- _What you have to do_: What follows is a set of entries; retype all of them exactly.

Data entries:
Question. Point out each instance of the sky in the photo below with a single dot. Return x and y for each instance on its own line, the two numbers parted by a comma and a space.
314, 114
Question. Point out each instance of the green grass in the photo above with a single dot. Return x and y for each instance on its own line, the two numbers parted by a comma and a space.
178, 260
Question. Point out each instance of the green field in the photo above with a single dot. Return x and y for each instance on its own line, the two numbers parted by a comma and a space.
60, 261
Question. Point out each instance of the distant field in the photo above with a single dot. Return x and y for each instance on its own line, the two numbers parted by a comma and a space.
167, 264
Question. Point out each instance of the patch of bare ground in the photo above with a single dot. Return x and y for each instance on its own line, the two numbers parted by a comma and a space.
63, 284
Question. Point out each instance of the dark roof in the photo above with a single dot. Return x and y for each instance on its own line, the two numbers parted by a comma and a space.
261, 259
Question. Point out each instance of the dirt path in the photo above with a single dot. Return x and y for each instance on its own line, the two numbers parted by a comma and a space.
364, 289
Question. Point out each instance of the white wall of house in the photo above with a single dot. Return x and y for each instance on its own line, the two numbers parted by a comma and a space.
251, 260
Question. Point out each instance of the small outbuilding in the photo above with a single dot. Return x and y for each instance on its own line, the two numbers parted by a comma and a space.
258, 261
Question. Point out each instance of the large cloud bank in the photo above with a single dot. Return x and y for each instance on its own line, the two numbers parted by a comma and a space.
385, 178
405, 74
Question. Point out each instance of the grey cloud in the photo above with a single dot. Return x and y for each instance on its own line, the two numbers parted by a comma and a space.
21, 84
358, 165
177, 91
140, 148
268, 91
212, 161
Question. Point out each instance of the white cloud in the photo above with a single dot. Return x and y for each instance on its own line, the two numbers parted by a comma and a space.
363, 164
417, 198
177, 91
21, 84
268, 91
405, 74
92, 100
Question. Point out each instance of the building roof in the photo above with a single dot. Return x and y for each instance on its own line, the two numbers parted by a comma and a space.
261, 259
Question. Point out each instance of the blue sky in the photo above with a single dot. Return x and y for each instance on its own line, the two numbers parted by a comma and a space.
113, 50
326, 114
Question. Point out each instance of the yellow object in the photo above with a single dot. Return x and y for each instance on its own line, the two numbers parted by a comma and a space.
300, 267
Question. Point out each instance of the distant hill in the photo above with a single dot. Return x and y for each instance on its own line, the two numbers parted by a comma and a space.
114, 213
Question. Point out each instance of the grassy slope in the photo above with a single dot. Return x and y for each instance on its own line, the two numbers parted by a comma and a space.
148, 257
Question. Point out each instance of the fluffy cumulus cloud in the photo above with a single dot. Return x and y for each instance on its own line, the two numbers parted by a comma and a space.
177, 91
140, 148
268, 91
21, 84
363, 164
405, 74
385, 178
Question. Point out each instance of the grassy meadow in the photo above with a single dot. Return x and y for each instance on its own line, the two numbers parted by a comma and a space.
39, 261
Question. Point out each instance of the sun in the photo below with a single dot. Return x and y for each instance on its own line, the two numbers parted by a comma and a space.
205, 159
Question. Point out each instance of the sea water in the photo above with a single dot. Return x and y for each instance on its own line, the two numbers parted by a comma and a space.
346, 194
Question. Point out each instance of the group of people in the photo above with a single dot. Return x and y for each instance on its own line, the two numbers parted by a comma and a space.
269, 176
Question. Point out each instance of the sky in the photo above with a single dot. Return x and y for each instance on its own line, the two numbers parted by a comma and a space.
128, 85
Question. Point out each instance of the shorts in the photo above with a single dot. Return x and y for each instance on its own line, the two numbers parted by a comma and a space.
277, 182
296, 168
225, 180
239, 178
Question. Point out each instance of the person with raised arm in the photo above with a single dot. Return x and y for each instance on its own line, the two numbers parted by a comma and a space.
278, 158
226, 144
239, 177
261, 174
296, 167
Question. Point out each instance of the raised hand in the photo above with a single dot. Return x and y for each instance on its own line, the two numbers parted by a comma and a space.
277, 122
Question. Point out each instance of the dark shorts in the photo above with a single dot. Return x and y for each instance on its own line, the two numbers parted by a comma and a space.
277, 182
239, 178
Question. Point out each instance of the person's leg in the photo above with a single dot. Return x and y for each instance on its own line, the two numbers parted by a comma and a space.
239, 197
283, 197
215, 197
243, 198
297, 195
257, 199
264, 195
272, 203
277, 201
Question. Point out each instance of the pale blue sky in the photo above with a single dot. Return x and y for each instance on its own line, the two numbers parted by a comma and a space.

- _Output for this task_:
Question. Point out each instance of the sky in the photo below with a single dot. Return x and y for each instance on its own line, the two numbers parted by a comma and a space.
314, 114
Question. Point out each instance of the green grass in the photo above with a single dot. Return x and y for each instance on its own line, the two numbers parted by a comma and a space.
178, 260
Question. Point out each instance of the green field in the photo above with a single dot. Return x and y for each instance on its own line, the two numbers parted by a comma and a space.
60, 261
Question. Point out each instance of the distant field in the photo above with a single dot. Return x and y for each instance on its own line, the two numbers parted by a comma and a space.
167, 264
Question. Point out each instance of the patch of bare ground in the photo above with a single dot. Return x and y for each instance on its own line, the two numbers parted by a comma and a space.
63, 284
Question. Point out each instance of the dark roof in the photo above with a single dot. Return x and y for each instance on its own line, the two numbers parted by a comma and a space.
261, 259
Question. Point out each instance of the dirt path in the photo above with a single dot. Return x and y for each instance on its own line, the two numbers parted by a comma and a space.
364, 289
Question. Point out each instance of the white wall of house in the photo above with a single dot. Return x and y for each instance on its own line, the two numbers parted by a comma and a space.
251, 260
Question. Point out each instance of the small outbuilding in the photo above with a single dot. Return x and y for each instance on its own line, the two numbers parted by a comma and a space.
258, 261
Question. Point out each instance of the large cloud bank in the photo above with a single dot. Return x and y for each instance on its own line, the two numbers parted by a comma and a space.
385, 178
405, 74
Question. Point out each instance of the grey cloud in the photo above with a single dot. Return x and y for each instance on its own line, the two numbers parted by a comma and a space.
21, 84
358, 165
177, 91
140, 148
268, 91
212, 161
Question. Point out each instance of the white cloud in the photo above with a single dot. Return x and y for each instance on its own line, the two numbers parted by a comma and a space.
363, 164
417, 198
177, 91
21, 84
268, 91
405, 74
92, 100
Question. Point out each instance of the building roof in the photo above with a single dot. Return x and y for each instance on its own line, the two numbers parted by a comma and a space.
261, 259
Question. Point out each instance of the blue sky in the photo above with a single dot. Return x and y for each instance on its own line, the two numbers parted by a comma and a space.
113, 50
326, 114
Question. Point out each instance of the yellow object in the photo above with a single dot. Return x and y for each instance on its own line, the two numbers parted by a comma and a space.
300, 267
Question. Point out each instance of the distant hill in the photo above with a single dot. Return x and y for each instance on its own line, the two numbers parted by a comma and a space.
114, 213
Question. Point out each instance of the grassy slope in the photo above with a single dot. Return x and y for each instance on its own line, the two numbers parted by a comma and a space.
148, 257
Question. Point out each instance of the fluffy cumulus cloud in the photo above with a single dot. Return x and y for each instance on its own line, the two numbers parted by a comma and a space.
177, 91
140, 148
268, 91
21, 84
363, 164
405, 74
385, 178
Question. Point out each instance of the grassy meadow in the photo above with a single dot. Return x and y for each instance on its own line, the two numbers parted by a comma and a space.
39, 261
Question. Point out each instance of the sun in the photo below with a single dot. Return x and y for each instance on its own line, the two numbers parted by a comma and a space.
205, 159
Question. Point out each instance of the sea water in the photo above with a single dot. Return x and y for each instance on its own line, the two numbers parted by a comma and a space.
346, 194
Question. Point out each instance of the group of people in the photo above with a single dot. Return x and y for each instance on its own line, the two numbers parted by a comma and a space.
269, 176
Question. Point out each instance of the sky in the photo above with a single dot. Return x and y for each instance on its own line, the two numbers parted by a comma and a space.
128, 85
Question. Point out each instance of the shorts in the photo above with a single dot. Return x and y for each instance on its own line, the two numbers parted by a comma and a space.
277, 182
296, 168
225, 180
239, 178
Question. Point out each instance of the person with raised arm in the photo above with a single dot. Return x and y for each instance on its own line, the two numbers parted by a comma and a space.
278, 158
226, 144
239, 177
261, 174
296, 167
Question. Point out each instance of the raised hand in the photo above with a single dot. Return x and y for each instance on its own line, the two numbers parted by a comma and a space.
277, 122
Question. Point out each instance of the dark shorts in the photo above with a single dot. Return x and y for each instance on its own line, the two numbers parted by a comma and a space.
277, 182
239, 178
Question. Point out each instance of the person's leg in the photo above with a single dot. Return x and y for each instance on its own line, the two numbers parted by a comma and a space.
239, 197
283, 197
215, 197
243, 198
297, 195
257, 199
264, 195
272, 203
277, 201
Question. Point out each instance of the pale blue sky in the photo above with a single dot. Return x and y for each instance on its own line, the two numbers parted by a comma and a space.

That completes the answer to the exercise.